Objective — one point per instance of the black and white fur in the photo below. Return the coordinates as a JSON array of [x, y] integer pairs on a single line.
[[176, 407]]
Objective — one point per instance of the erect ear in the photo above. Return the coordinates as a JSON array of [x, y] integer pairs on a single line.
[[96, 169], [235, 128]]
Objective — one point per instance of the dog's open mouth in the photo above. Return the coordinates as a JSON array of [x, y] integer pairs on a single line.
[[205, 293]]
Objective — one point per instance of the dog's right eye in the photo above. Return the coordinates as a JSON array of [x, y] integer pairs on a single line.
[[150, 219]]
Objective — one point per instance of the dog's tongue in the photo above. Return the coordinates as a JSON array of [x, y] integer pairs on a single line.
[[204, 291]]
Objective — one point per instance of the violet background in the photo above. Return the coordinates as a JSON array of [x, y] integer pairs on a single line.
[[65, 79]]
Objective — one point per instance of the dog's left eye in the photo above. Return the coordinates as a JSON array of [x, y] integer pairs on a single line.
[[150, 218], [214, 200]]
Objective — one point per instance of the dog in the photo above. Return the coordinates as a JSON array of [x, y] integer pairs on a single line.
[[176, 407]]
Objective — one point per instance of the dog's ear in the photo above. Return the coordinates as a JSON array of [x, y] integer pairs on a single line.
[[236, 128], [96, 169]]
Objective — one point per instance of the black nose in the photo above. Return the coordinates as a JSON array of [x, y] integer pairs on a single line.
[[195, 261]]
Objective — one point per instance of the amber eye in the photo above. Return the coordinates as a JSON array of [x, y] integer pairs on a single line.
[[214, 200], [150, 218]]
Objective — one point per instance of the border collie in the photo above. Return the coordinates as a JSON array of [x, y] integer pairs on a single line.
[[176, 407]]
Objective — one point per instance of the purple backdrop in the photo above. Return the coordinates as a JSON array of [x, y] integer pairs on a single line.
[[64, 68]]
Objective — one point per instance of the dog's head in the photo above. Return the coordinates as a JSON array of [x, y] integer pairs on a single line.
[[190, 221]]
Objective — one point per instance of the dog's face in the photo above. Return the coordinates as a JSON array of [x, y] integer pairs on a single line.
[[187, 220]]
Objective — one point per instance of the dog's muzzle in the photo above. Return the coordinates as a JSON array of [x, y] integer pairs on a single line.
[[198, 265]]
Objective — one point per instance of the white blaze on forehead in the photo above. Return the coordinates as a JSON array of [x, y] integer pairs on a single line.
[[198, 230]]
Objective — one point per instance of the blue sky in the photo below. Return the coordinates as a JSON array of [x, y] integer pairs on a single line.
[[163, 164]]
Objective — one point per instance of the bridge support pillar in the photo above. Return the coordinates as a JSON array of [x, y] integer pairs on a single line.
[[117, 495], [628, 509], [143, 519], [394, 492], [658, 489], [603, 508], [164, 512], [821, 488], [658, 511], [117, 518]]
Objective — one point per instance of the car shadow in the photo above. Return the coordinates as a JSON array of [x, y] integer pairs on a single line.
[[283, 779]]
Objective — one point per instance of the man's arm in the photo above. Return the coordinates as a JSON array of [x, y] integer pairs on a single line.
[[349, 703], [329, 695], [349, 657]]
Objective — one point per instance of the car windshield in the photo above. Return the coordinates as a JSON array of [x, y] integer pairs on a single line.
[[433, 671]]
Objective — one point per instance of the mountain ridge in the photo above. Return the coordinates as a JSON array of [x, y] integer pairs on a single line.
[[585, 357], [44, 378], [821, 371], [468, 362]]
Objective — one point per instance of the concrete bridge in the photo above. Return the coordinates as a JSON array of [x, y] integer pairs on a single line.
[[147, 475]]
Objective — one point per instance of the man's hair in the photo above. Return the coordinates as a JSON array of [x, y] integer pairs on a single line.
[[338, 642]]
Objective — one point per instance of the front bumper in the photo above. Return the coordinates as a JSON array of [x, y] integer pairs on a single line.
====
> [Task goal]: Copy out the whole listing exactly.

> [Expected answer]:
Objective — one point per instance of the black and white fur in the photo below. Return the coordinates as a JSON array of [x, y] integer pairs on a single line.
[[176, 407]]
Objective — one point per instance of the erect ear in the photo above. Return the coordinates as a JSON array of [x, y] integer pairs on a single line.
[[96, 169], [235, 128]]
Objective — one point per instance of the dog's open mouth in the photo above. Return the coordinates as a JSON array of [x, y] integer pairs on a single line.
[[205, 293]]
Objective — one point per instance of the dog's right eye in the photo above. Return the coordinates as a JSON array of [x, y] integer pairs on a single line.
[[150, 219]]
Objective — one point per instance of the dog's tongue in the photo above. Return the coordinates as a JSON array of [x, y] integer pairs on a single line.
[[204, 291]]
Objective — one point per instance of the violet background in the photo above. Return the coordinates as a JSON array of [x, y] integer pairs on a single line.
[[65, 79]]
Objective — one point per instance of the dog's left eye in the photo above. Return the coordinates as a JSON array of [x, y] integer pairs on a single line.
[[150, 218], [214, 200]]
Objective — one point per instance of the dog in the photo above. Return the coordinates as a JSON array of [x, y] integer pairs on a single line.
[[176, 407]]
Objective — one point per instance of the dog's ear in the photo above. Return the coordinates as a JSON array of [x, y] integer pairs on a single line.
[[236, 128], [96, 169]]
Objective — one point per instance of the black nose in the photo above. Return the coordinates as a JSON array of [x, y] integer pairs on a single line.
[[195, 261]]
Objective — one point per instance of the amber eye in the photo above. Return the coordinates as a JSON array of [x, y] integer pairs on a single line.
[[214, 200], [150, 218]]
Objective — one point per instance of the border collie in the photo above. Return the coordinates as a JSON array of [x, y] integer pairs on a single line.
[[176, 407]]
Objective — one point per instance of the purple backdrop in the photo above. Return the coordinates as a JSON array of [x, y] integer pairs on a single line.
[[64, 68]]
Objective — one point per instance of the dog's head in the photo above. Return the coordinates as a JSON array of [x, y] integer pairs on a single line.
[[190, 221]]
Objective — one point per instance of the dog's face in the photo above. Return the coordinates as a JSON array of [x, y] integer pairs on a single line.
[[187, 220]]
Objective — one point per instance of the dog's muzzle in the photo above. Return the coordinates as a JSON array of [x, y] integer pairs on a single line.
[[198, 265]]
Objective — one point per instance of the white blaze on forehead in the photo above. Return the coordinates as a JSON array of [x, y] integer pairs on a single line.
[[198, 230]]
Objective — one point per instance of the blue sky in the photo below. Return the coordinates as a JSON array of [x, y] integer pairs on a single line.
[[163, 164]]
Objective — one point per instance of the bridge support pillar in the photo above. Return the coordinates as a JSON array of [x, y] integer pairs on a single line.
[[117, 495], [628, 509], [143, 519], [394, 492], [658, 489], [603, 508], [164, 512], [821, 488], [658, 511], [117, 518]]
Objective — one point per instance of the car shadow in the photo above. Return the coordinates as a JSON array of [x, y] integer pairs on a single line.
[[283, 779]]
Objective — one point per instance of the man's arm in the photo above. Return the coordinates as a JSON array of [x, y] integer pairs on a single line.
[[349, 703], [329, 695], [349, 657]]
Objective — one point per instance of the car windshield in the photo above. Return the coordinates as a JSON array of [x, y] integer pairs on a single line.
[[433, 671]]
Objective — one point per instance of the mountain ridge in the photo above. Return the coordinates as a JSON array of [x, y] integer pairs on a single line.
[[585, 357], [44, 378], [821, 371], [468, 362]]
Objective — one point per instance of the concrete bridge in the photo above. Return the coordinates as a JSON array of [x, y] integer pairs on a single line.
[[147, 475]]
Objective — one point per instance of the man's hair in the photo above. Return the coordinates as a JSON array of [x, y] integer pairs on a single line.
[[338, 642]]
Objective — one point per instance of the front bumper in the photo above. Return the coordinates as a JSON array of [x, y] integer pairs on a single line.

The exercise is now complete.